▶ _TASK TO CARRY OUT_
This exercise calls for every line of the data below with the string "fence" in it.

++++ SOURCE MATERIAL

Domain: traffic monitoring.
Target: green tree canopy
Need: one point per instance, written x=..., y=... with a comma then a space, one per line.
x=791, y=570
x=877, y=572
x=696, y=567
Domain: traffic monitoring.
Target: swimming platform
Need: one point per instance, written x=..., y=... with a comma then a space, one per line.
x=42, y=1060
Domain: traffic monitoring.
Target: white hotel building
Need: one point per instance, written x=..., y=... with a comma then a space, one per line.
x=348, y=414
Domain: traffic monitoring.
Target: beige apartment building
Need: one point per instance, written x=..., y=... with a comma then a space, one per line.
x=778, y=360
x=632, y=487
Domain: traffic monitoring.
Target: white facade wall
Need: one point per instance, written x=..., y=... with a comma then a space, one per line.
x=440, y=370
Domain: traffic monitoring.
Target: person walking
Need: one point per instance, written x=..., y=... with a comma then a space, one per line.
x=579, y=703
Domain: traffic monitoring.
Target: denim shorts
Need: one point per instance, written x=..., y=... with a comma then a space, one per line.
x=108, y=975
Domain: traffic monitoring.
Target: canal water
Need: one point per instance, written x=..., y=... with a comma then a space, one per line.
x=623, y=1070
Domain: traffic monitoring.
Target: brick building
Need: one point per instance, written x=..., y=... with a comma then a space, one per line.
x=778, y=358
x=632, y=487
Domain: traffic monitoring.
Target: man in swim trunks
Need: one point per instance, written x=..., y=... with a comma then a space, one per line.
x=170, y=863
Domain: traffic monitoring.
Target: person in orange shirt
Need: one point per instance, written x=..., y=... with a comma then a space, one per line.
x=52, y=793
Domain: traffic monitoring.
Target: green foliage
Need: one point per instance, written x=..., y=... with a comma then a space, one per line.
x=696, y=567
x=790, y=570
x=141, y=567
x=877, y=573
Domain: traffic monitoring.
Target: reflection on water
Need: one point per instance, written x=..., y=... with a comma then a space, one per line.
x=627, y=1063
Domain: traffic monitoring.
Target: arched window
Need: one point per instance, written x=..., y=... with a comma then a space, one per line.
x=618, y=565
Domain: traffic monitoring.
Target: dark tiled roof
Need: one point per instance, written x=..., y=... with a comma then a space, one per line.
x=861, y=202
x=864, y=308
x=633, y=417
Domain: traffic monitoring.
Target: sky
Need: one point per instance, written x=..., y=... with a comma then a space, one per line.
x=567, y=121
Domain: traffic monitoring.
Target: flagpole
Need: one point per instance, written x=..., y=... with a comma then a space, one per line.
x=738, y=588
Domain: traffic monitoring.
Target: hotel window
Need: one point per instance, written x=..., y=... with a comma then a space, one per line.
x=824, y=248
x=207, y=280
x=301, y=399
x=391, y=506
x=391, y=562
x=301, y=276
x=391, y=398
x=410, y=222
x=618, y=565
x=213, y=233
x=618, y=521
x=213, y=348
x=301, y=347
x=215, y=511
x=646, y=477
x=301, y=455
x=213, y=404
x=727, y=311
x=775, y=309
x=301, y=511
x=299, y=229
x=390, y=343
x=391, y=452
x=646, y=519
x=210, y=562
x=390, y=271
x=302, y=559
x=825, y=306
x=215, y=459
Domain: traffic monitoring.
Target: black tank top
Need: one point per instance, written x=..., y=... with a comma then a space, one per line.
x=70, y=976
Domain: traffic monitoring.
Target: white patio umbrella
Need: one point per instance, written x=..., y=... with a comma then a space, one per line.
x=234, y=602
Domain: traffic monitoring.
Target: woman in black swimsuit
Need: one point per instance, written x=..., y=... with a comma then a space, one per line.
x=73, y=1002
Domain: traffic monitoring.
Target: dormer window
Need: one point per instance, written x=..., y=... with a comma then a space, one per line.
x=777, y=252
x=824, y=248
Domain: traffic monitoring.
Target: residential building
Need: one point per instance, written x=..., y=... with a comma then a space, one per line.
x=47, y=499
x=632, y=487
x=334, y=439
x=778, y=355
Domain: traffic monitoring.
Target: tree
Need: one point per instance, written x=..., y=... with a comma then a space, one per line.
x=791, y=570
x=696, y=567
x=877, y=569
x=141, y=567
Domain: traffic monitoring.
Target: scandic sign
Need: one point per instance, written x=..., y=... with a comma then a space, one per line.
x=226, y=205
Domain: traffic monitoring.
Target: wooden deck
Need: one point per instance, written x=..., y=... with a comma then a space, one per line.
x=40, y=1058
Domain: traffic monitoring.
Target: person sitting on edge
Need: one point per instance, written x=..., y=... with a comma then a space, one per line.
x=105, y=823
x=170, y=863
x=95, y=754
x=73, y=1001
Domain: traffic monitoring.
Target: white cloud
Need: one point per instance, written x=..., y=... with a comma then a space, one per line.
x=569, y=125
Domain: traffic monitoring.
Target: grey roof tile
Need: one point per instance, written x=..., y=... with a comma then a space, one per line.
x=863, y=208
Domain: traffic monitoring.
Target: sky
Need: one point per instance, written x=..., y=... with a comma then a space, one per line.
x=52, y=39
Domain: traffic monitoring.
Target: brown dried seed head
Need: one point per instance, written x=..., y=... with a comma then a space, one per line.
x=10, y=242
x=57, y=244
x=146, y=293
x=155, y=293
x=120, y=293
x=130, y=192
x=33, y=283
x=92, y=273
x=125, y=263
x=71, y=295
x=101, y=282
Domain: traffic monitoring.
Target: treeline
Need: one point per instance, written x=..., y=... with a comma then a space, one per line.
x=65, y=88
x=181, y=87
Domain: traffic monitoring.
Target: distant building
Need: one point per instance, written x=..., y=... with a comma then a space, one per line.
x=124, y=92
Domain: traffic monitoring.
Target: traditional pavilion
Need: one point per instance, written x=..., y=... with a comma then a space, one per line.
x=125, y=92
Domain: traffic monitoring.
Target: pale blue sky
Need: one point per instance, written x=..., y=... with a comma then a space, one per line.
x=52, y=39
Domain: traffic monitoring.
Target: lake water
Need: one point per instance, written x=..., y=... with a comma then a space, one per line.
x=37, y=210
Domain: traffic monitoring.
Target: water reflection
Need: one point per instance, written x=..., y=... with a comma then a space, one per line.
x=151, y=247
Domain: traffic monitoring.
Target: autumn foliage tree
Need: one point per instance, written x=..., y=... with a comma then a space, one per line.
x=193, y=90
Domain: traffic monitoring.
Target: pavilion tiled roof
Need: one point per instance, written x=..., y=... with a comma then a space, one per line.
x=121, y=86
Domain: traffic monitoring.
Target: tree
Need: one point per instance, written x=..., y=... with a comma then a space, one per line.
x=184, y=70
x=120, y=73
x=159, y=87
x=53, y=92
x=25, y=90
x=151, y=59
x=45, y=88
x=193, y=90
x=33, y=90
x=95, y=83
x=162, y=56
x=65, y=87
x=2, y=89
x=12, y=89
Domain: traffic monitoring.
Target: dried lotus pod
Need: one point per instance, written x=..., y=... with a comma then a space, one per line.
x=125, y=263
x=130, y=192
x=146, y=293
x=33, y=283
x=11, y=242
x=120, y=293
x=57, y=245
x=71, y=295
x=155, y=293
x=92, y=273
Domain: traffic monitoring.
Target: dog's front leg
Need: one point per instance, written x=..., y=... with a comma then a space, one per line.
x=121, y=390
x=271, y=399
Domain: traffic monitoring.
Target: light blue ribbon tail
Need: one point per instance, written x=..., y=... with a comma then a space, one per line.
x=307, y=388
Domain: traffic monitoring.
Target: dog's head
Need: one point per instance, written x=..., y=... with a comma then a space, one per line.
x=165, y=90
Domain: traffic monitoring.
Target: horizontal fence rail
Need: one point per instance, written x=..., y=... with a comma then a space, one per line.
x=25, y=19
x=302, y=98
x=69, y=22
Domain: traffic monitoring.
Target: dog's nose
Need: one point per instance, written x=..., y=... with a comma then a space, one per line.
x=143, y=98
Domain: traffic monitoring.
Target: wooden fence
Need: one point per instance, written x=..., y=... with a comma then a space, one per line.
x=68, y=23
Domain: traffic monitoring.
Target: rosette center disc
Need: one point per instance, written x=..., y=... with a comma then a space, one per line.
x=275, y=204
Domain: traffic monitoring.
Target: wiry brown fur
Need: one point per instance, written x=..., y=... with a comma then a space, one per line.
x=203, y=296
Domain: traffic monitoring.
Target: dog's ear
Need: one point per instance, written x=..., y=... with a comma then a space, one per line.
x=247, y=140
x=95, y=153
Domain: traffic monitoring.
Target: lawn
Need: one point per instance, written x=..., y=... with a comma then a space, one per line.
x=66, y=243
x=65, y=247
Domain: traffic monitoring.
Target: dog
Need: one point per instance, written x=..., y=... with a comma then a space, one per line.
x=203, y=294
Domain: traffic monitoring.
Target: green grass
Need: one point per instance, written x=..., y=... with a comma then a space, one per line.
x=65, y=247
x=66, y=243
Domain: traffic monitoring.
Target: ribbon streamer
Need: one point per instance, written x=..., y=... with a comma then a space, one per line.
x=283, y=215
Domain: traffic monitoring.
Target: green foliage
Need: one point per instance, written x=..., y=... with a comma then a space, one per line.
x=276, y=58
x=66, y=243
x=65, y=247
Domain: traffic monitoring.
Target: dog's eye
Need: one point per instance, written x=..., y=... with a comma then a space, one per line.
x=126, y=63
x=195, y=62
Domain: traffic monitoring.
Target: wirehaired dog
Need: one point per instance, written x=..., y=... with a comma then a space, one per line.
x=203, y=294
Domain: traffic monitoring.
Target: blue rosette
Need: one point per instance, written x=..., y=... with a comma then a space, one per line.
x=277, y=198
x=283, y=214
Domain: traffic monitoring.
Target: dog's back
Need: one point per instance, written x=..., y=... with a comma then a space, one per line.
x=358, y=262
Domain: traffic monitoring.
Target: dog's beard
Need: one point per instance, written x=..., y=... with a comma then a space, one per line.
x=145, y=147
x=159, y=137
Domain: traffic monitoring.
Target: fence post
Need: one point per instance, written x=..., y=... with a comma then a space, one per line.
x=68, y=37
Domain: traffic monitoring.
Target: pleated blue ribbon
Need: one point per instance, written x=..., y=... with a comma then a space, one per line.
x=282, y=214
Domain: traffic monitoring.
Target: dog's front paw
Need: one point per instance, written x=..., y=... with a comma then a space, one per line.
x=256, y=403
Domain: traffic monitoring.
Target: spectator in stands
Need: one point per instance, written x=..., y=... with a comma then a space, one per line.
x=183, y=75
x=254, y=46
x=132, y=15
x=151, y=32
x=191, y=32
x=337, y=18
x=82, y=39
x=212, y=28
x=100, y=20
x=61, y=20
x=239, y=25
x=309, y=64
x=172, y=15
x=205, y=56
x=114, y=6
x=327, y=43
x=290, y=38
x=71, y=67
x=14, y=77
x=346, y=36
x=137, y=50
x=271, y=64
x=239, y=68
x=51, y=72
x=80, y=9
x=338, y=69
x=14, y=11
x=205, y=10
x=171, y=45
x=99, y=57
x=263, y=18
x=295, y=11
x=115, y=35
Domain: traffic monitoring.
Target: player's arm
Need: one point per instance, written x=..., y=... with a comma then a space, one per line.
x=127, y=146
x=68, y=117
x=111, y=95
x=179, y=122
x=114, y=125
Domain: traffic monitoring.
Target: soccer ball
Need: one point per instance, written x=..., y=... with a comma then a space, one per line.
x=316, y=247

++++++++

▶ _OUTPUT OF THE EXERCISE_
Target: horizontal fence rail
Target: wooden fence
Target: fence post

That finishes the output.